* PROBLEM STATEMENT *
Go through the listing and copy every line word for word.

#### DATA LINES

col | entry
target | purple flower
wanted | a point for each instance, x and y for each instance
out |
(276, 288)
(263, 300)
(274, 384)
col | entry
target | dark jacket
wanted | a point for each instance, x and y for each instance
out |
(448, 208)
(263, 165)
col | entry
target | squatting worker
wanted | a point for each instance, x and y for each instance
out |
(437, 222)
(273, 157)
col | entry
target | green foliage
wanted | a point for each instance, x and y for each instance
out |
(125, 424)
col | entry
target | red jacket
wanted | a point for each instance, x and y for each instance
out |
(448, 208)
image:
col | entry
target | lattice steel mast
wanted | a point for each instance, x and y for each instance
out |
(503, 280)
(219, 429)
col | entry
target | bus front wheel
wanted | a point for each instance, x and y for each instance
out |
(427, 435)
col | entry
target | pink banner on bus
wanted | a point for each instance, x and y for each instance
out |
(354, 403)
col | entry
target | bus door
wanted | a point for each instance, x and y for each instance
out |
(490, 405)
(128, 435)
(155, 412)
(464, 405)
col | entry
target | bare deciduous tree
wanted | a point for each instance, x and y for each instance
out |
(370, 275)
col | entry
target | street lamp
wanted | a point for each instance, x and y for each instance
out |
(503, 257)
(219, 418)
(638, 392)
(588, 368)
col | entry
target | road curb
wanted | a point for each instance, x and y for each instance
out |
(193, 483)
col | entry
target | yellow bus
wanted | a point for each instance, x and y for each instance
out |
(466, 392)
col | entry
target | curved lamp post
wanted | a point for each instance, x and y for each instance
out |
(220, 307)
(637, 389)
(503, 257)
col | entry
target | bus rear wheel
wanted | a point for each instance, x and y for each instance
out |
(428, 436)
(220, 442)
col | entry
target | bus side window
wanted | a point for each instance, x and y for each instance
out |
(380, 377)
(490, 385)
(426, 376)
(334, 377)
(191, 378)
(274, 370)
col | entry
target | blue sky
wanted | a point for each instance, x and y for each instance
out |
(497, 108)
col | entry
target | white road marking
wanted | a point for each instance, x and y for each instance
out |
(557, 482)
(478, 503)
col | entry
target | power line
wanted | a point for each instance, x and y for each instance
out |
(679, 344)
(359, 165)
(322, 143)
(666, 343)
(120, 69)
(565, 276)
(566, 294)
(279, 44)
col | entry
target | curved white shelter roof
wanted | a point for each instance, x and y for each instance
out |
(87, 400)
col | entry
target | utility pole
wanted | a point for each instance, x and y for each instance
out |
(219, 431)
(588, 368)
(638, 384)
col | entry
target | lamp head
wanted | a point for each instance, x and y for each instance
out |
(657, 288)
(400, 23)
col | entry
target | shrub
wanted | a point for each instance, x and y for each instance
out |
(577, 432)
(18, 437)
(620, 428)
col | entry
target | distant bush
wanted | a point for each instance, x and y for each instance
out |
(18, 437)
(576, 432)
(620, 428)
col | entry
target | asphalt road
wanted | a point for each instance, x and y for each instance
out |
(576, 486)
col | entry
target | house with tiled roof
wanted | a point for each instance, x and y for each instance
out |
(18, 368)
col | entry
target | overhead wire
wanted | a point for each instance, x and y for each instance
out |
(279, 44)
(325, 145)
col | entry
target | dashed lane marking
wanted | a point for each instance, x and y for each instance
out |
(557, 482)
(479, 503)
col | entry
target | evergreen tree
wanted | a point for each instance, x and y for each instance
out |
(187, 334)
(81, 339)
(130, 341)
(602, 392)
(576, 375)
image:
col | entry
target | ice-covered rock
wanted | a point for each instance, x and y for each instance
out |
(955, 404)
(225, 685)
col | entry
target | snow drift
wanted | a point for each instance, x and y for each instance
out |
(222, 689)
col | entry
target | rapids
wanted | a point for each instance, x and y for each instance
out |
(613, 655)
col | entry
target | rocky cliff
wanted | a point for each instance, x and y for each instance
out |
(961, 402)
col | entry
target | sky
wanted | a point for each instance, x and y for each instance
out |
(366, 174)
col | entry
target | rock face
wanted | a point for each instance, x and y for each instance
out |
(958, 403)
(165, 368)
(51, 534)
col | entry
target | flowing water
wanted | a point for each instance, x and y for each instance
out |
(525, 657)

########

* RESPONSE *
col | entry
target | purple flower
wanted | a point for each instance, x and y for each instance
out |
(276, 288)
(263, 300)
(274, 384)
col | entry
target | dark jacket
wanted | a point for each instance, x and y for each instance
out |
(448, 208)
(263, 165)
col | entry
target | squatting worker
wanted | a point for each instance, x and y for each instance
out |
(437, 222)
(273, 157)
col | entry
target | green foliage
wanted | a point for each instance, x and y for each instance
out |
(125, 424)
col | entry
target | red jacket
wanted | a point for each instance, x and y for each instance
out |
(448, 208)
image:
col | entry
target | lattice steel mast
wanted | a point for each instance, x and y for each instance
out |
(503, 280)
(219, 429)
col | entry
target | bus front wheel
wanted | a point for each instance, x and y for each instance
out |
(427, 435)
col | entry
target | pink banner on bus
wanted | a point for each instance, x and y for each instance
out |
(354, 403)
col | entry
target | bus door
wanted | a point for each instance, x and y for each instance
out |
(490, 405)
(128, 435)
(155, 412)
(464, 405)
col | entry
target | bare deciduous tree
wanted | a point for each instance, x and y for each instance
out |
(370, 275)
col | entry
target | street lamp
wanted | a point for each instance, x and y for each instance
out |
(503, 257)
(219, 418)
(638, 392)
(588, 368)
col | entry
target | road curb
wanted | a point for each instance, x and y for each instance
out |
(193, 483)
col | entry
target | yellow bus
wanted | a point for each instance, x and y for each instance
out |
(466, 392)
col | entry
target | curved lamp post
wanted | a point for each instance, x and y for each instance
out |
(220, 307)
(637, 389)
(503, 257)
col | entry
target | bus rear wheel
wanted | a point for each instance, x and y for each instance
out |
(428, 436)
(220, 442)
col | entry
target | bus side window
wanted | a point for each instance, x and y for each instance
out |
(380, 377)
(490, 385)
(426, 376)
(334, 377)
(191, 378)
(274, 370)
col | entry
target | blue sky
wanted | a point for each instance, x and y for each instance
out |
(497, 108)
col | entry
target | white road marking
wanted | a point for each instance, x and y for each instance
out |
(557, 482)
(478, 503)
col | entry
target | power line
wanted | a point for each instance, x and y for each instance
out |
(679, 344)
(359, 165)
(322, 143)
(666, 343)
(120, 69)
(565, 276)
(566, 294)
(279, 44)
col | entry
target | curved white shelter roof
wanted | a point for each instance, x and y for each instance
out |
(87, 400)
col | entry
target | utility pole
wanted | a point for each instance, x and y for each instance
out |
(219, 431)
(588, 368)
(638, 384)
col | entry
target | lamp head
wanted | a point for each instance, x and y for each instance
out |
(657, 288)
(400, 23)
col | entry
target | shrub
wanted | a point for each instance, x and y for each instance
out |
(577, 432)
(18, 437)
(620, 428)
col | entry
target | distant bush
wanted | a point for each instance, x and y for each instance
out |
(18, 437)
(576, 432)
(620, 428)
col | entry
target | asphalt road
wanted | a point for each instance, x and y for each instance
out |
(576, 486)
col | entry
target | house with tiled roof
wanted | a point for each instance, x and y for each instance
out |
(18, 368)
col | entry
target | overhead wire
wanted | a point for each instance, x and y for each instance
out |
(279, 44)
(325, 145)
col | entry
target | dashed lane marking
wanted | a point for each instance, x and y for each instance
out |
(557, 482)
(479, 503)
col | entry
target | evergreen tree
wanted | a point for each instance, x and y for each instance
out |
(187, 334)
(81, 339)
(130, 341)
(602, 392)
(576, 375)
image:
col | entry
target | ice-covered rock
wanted | a point for each instance, x and y for each instance
out |
(955, 404)
(225, 685)
col | entry
target | snow drift
wanted | a point for each instance, x and y for each instance
out |
(222, 689)
col | entry
target | rapids
wanted | a point for each instance, x and y for each instance
out |
(613, 655)
col | entry
target | rocky cliff
wanted | a point for each instance, x and y for each instance
out |
(961, 402)
col | entry
target | sky
wanted | a point for each instance, x and y for each instance
out |
(366, 174)
col | entry
target | rock face
wanted | a point for each instance, x and y for each instance
out |
(958, 403)
(165, 368)
(51, 534)
col | entry
target | flowing water
wanted | a point for each instance, x and y for each instance
out |
(525, 657)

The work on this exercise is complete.